─── AVAILABLE DATA

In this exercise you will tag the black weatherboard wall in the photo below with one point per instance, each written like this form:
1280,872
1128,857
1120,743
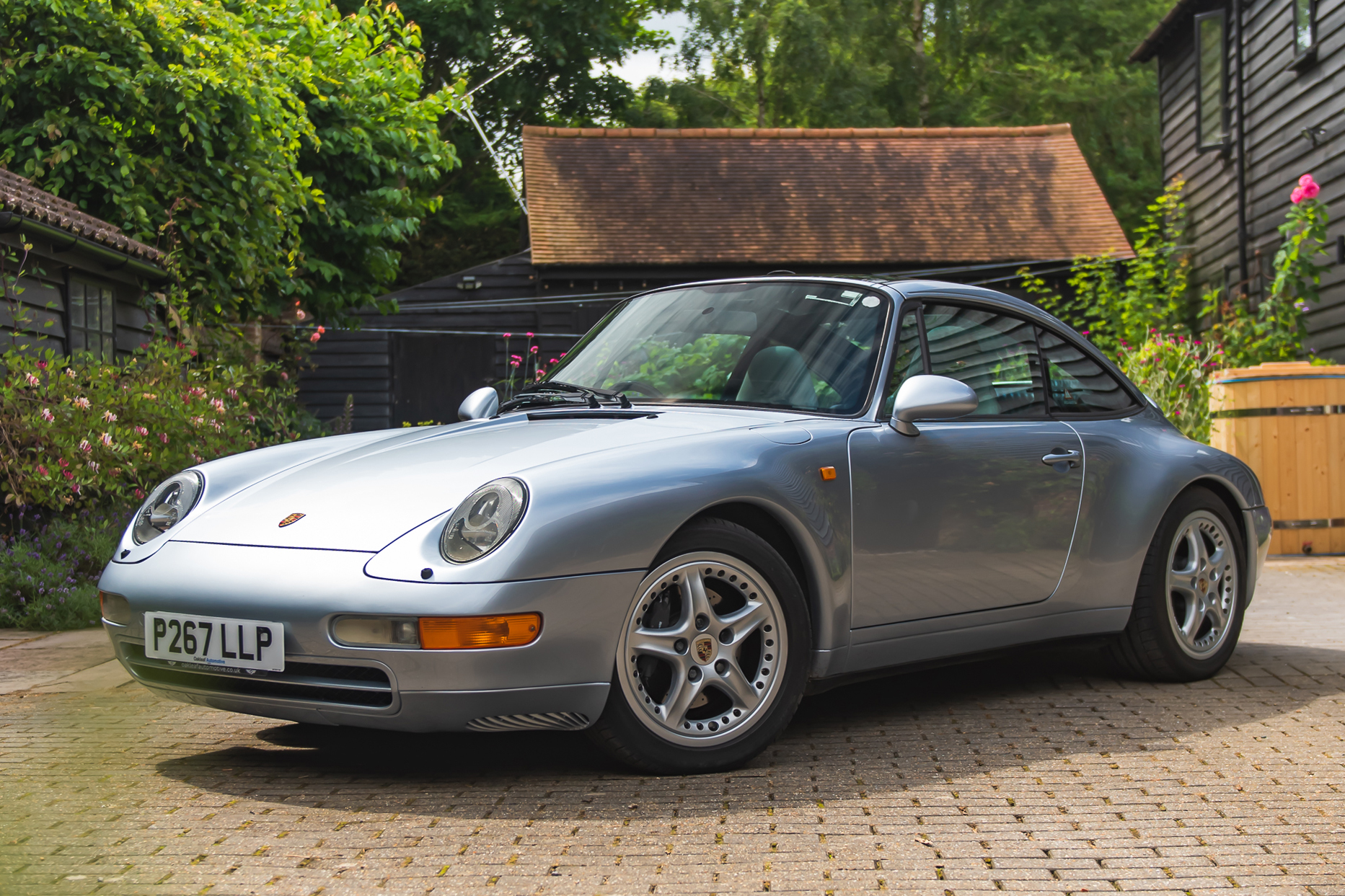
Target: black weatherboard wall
84,278
1284,115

──────

Return the records above word for word, leaving out the pictures.

In this exercise you will tag the black weatherboard wall in the photo below with one point per instance, each written like this form:
1280,872
1128,857
1120,743
Target: black weatherboard wall
84,278
1284,115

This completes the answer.